Rename "shadow on sand" to "shadow cast on the beach" throughout the lines below and reproduce them with nothing else changed, leaving out the pictures.
# Start of MATERIAL PROVIDED
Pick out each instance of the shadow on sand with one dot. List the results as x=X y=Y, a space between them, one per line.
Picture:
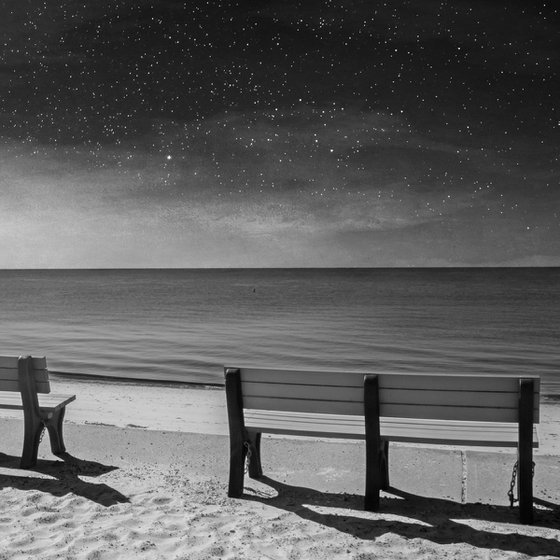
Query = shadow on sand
x=411 y=516
x=65 y=478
# End of MATERIAL PROVIDED
*OUTPUT BELOW*.
Pick out each instance of the shadow cast on the beach with one dot. List the results as x=X y=Y, a space between them, one per line.
Picture:
Query = shadow cast on the beach
x=411 y=516
x=65 y=478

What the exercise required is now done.